> EXERCISE PROMPT
From the methods text on merozoite cultivation, list every supplement added to the RPMI 1640 culture medium, each with its stated amount.

> READING PASSAGE

Independent samples collected from adults in Junju (n = 40) were used to establish and optimize the Ab-NK cell assay. A pool of hyperimmune sera (PHIS) collected from malaria-exposed adults from Kilifi, Kenya, and an MIG (25) was used for validation experiments and as a positive control.

Cultivation, purification, and quantification of viable P. falciparum merozoites

P. falciparum laboratory-adapted strains of West African (NF54, FCR3, and D10) and SE Asian origin (Dd2), as well as a recently adapted clinical isolate from Kilifi, Kenya (P0000072), were cultured in RPMI 1640 medium supplemented with 0.5% AlbuMAX, gentamycin (25 μg/ml), hypoxanthine (50 μg/ml), 2 mM L-glutamine, and 25 mM Hepes buffer. Cultures were maintained at 2% parasitemia with O-positive erythrocytes obtained from malarianaïve donors (less than 2 weeks old). Free viable merozoites were isolated as previously described (64). Briefly, P. falciparum cultures were allowed to attain 10 to 15% parasitemia and synchronized at the ring stage using 5% sorbitol. After 24 hours, late-stage pigmented trophozoites were harvested by magnetic-activated cell sorting (MACS) column purification as per the manufacturer’s instructions (Miltenyi Biotec), attaining trophozoite purifications of 80 to 95%. The enriched trophozoites were put back in culture and allowed to develop until they began to undergo schizogony (segmented nuclei), whereby 1 mM protease inhibitor (E64; Sigma-Aldrich) was added to allow maturation into late schizonts but inhibit rupture. Mature schizonts were collected and passed through a 1.2-μm microfilter previously blocked in 1% casein in phosphate-buffered saline (PBS) for 10 min to release free viable merozoites. These were either immediately used in the modified invasion inhibition assay (IIA)–ADCC assay or washed twice in PBS, quantified, and stored at −80°C until needed. The relative concentration of the stored merozoites was determined using CountBright absolute counting beads per the manufacturer’s instructions. Briefly, 50 μl of counting beads with a known concentration were mixed with a known volume of merozoites stained with 100 μl of 1× SYBR dye for 15 min at 24°C and acquired on a BD FACSCalibur II flow cytometer. Merozoites were resuspended in 1× PBS at a working concentration of 5 × 107 merozoites/ml and stored at −80°C.

> INFORMATION PROVIDED
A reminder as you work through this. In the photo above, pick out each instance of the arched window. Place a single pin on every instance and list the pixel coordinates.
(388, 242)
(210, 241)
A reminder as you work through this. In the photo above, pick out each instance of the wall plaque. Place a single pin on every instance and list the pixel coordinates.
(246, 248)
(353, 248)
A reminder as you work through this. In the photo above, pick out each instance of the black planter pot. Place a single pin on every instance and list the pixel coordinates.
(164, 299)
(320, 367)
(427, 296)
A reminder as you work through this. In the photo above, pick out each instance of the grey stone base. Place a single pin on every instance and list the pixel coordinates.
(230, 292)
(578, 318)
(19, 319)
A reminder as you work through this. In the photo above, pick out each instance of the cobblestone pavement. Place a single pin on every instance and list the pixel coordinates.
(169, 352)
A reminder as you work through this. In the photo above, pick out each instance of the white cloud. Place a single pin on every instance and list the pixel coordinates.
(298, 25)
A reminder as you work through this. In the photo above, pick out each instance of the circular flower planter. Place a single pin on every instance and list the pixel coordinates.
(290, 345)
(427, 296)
==
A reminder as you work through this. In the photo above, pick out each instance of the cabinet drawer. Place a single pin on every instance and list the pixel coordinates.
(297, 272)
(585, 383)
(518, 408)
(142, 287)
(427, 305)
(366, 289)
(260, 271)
* * *
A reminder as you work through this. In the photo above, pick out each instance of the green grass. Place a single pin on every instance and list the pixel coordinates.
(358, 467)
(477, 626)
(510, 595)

> WRITTEN RESPONSE
- AlbuMAX: 0.5%
- Gentamycin: 25 μg/ml
- Hypoxanthine: 50 μg/ml
- L-glutamine: 2 mM
- Hepes buffer: 25 mM